Dokumenttext:
----
Fehlende historische Einordnung
»Lebt wohl, Genossen«
Uwe Wirthwein und Kolja Wasin haben sich nie getroffen. Den Thüringer und den Leningrader verbindet, dass sie in den 1980ern ihren Traum im Sozialismus lebten. Wirthwein reiste auf eigene Faust durch die Sowjetunion, obwohl dort schon der Kauf einer Fahrkarte für Ausländer ein Problem war. Beatles-Fan Wasin baute ein Museum für Rock'n'Roll in seiner Heimatstadt auf, dessen herausragendstes Exponat ein Autogramm von Paul McCartney aus dem Jahre 1987 ist.
Solche kleinen Zeugnisse des Alltags und des zivilen Ungehorsams gegen unsinnige staatliche Repressionen werden in dem Multimedia-Projekt »Lebt Wohl, Genossen« von Arte leider auf die Website verbannt. Der deutsch-französische TV-Sender verspricht eine Innenansicht des Sozialismus, löst diesen Anspruch aber nicht ein. Geschichten wie jene von Wirthwein und Wasin passen kaum ins Bild des tristen Lebens mit endlosen Schlangen vor leeren Lebensmittelläden und der Unterdrückung der Meinungsfreiheit im Reich des Kommunismus. Der 2,2 Millionen Euro teuren sechsteiligen Doku-Serie des russischen Regisseurs Andrei Nekrassow geht es eher darum, das Scheitern der Ideen von Marx und Engels für alle Zeiten zu beweisen.
----
Datensätze zum Zeigen auf benannte Objekte:
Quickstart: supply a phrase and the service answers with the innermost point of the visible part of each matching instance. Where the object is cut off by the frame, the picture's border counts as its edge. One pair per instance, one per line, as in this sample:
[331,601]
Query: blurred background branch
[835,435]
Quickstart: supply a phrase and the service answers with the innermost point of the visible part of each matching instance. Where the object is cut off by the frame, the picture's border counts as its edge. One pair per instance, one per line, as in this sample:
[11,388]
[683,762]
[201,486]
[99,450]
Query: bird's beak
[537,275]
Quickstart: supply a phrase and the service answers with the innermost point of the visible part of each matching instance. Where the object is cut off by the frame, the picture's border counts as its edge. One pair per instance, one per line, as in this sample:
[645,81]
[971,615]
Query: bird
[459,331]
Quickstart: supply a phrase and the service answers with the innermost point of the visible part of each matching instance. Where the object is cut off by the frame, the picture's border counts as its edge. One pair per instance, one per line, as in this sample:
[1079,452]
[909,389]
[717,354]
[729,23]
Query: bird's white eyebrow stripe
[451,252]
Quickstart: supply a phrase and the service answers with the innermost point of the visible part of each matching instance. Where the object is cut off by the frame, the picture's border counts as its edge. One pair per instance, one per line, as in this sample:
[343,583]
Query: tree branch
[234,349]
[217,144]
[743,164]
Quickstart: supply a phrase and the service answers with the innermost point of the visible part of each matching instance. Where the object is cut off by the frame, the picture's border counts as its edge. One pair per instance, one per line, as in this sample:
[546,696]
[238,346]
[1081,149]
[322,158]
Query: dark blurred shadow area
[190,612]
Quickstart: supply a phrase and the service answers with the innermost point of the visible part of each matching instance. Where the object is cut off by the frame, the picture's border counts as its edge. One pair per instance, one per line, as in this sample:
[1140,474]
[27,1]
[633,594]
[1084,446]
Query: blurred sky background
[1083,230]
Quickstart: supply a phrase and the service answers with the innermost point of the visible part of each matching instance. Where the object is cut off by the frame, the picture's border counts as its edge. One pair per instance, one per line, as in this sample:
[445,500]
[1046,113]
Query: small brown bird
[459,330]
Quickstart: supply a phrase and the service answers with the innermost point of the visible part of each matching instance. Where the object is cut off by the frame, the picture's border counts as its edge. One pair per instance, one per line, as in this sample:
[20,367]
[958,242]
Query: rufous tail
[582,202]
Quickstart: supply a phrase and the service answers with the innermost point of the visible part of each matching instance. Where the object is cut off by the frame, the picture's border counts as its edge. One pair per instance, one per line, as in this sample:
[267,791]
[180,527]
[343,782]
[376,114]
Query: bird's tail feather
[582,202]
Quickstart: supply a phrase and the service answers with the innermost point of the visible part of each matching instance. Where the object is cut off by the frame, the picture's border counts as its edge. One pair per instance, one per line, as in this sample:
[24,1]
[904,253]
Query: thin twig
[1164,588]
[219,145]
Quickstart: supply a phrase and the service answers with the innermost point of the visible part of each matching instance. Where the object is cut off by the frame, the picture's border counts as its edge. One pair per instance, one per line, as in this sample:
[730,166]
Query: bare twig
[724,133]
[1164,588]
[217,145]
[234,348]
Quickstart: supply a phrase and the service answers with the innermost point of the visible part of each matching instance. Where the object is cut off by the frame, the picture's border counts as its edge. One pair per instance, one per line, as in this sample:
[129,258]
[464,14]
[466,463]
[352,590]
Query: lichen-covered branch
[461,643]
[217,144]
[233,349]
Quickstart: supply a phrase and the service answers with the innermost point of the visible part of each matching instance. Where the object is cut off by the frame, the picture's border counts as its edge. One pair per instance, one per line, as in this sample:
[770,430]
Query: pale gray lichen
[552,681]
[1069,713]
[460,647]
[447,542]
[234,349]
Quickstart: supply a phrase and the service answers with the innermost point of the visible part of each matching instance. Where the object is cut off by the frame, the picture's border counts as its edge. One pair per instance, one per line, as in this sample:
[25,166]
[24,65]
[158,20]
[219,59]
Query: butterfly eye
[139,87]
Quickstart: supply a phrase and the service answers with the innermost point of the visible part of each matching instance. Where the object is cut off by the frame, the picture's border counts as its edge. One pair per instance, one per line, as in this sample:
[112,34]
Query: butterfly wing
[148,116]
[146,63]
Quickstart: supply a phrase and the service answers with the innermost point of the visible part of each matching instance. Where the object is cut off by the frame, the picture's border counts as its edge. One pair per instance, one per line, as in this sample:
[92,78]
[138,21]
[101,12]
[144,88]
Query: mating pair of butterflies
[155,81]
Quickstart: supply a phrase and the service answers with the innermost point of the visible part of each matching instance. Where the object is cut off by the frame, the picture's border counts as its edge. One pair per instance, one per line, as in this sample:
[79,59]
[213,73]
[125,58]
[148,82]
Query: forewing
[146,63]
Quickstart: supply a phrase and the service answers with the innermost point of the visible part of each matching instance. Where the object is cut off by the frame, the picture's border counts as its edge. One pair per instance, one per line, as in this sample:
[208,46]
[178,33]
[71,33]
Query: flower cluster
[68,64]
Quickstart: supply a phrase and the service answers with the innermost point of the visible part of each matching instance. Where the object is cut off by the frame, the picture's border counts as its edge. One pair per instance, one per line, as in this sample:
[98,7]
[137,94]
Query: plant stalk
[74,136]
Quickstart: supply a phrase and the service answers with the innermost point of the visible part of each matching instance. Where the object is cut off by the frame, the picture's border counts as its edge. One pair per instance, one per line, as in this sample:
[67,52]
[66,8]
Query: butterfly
----
Zu bearbeitende Aufgaben:
- 1) Nennen Sie alle Personen, die im Dokumenttext über die Arte-Serie »Lebt wohl, Genossen« namentlich erwähnt werden.
- 2) Ermitteln Sie jede Zeile der Datensätze, in der die Zeichenfolge "lichen" vorkommt, und geben Sie diese Zeilen wörtlich wieder.
Der Dokumenttext und die Datensätze sind voneinander unabhängiges Material.

Ergebnisse:
- 1) Uwe Wirthwein, Kolja Wasin, Paul McCartney, Andrei Nekrassow, Marx, Engels

- 2)
Query: lichen-covered branch
Query: pale gray lichen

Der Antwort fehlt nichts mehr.